[Annotated coordinate records]
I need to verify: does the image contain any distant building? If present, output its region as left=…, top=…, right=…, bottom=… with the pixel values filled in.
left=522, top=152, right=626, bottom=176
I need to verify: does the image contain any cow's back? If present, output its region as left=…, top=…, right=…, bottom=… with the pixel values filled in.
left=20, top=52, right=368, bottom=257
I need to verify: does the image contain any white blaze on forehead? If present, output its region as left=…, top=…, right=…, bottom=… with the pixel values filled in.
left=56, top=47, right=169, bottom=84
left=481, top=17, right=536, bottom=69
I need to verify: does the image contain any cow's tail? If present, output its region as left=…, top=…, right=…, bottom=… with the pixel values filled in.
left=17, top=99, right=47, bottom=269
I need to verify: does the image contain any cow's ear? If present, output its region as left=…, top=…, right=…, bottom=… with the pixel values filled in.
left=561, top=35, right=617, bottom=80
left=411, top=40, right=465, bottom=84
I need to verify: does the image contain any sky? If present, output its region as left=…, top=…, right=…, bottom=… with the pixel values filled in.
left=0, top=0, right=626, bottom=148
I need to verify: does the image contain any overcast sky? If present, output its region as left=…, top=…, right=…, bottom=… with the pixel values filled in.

[STATED PROBLEM]
Give back all of the records above, copying every line without a single change.

[RIGHT ANSWER]
I need to verify: does the image contain any distant building? If present, output its region as left=…, top=…, right=…, bottom=… with the pixel values filled in.
left=522, top=152, right=626, bottom=176
I need to verify: does the image contain any cow's back? If present, output its region as left=…, top=…, right=…, bottom=… with the pixel values filled in.
left=20, top=52, right=368, bottom=257
I need to verify: does the image contain any white blaze on forehead? If present, output its region as left=…, top=…, right=…, bottom=… with the pixel values filled in.
left=56, top=47, right=169, bottom=84
left=481, top=17, right=536, bottom=69
I need to verify: does the image contain any cow's tail? If present, output its region as left=…, top=…, right=…, bottom=… with the pixel values filled in.
left=17, top=99, right=47, bottom=269
I need to verify: does the image contain any cow's ear? If present, output its region as left=…, top=…, right=…, bottom=… with the pixel values filled in.
left=561, top=35, right=617, bottom=80
left=411, top=40, right=465, bottom=84
I need to verify: does the image contain any sky? If present, output its region as left=…, top=…, right=…, bottom=… with the pixel values filled in.
left=0, top=0, right=626, bottom=148
I need to verify: does the image contain any overcast sky? If present, output its region as left=…, top=…, right=…, bottom=… with the pixel values filled in.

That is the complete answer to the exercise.